• [Your objective]: Every record that follows needs to be written out again, exactly.

• [Segmentation mask data]:
___

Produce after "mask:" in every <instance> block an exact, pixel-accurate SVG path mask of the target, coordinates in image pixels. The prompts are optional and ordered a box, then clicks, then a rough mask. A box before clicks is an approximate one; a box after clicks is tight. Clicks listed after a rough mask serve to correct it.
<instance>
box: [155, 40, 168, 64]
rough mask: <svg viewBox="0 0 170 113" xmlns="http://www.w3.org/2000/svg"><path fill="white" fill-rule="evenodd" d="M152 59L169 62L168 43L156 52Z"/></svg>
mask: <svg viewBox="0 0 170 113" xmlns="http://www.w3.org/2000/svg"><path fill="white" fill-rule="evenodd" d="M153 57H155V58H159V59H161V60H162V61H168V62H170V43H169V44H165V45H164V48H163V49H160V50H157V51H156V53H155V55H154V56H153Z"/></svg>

___

• [Reply]:
Produce after "mask:" in every <instance> block an exact, pixel-accurate SVG path mask of the target, coordinates in image pixels. The prompts are optional and ordered a box, then clicks, then a rough mask. A box before clicks is an approximate one; a box after clicks is tight. Clicks listed after a rough mask serve to correct it.
<instance>
box: [155, 40, 168, 64]
rough mask: <svg viewBox="0 0 170 113" xmlns="http://www.w3.org/2000/svg"><path fill="white" fill-rule="evenodd" d="M152 59L169 62L168 43L156 52Z"/></svg>
mask: <svg viewBox="0 0 170 113" xmlns="http://www.w3.org/2000/svg"><path fill="white" fill-rule="evenodd" d="M153 57H155V58H159V59H161V60H162V61H168V62H170V43H169V44H165V45H164V48H163V49H160V50H157V51H156V53H155V55H154V56H153Z"/></svg>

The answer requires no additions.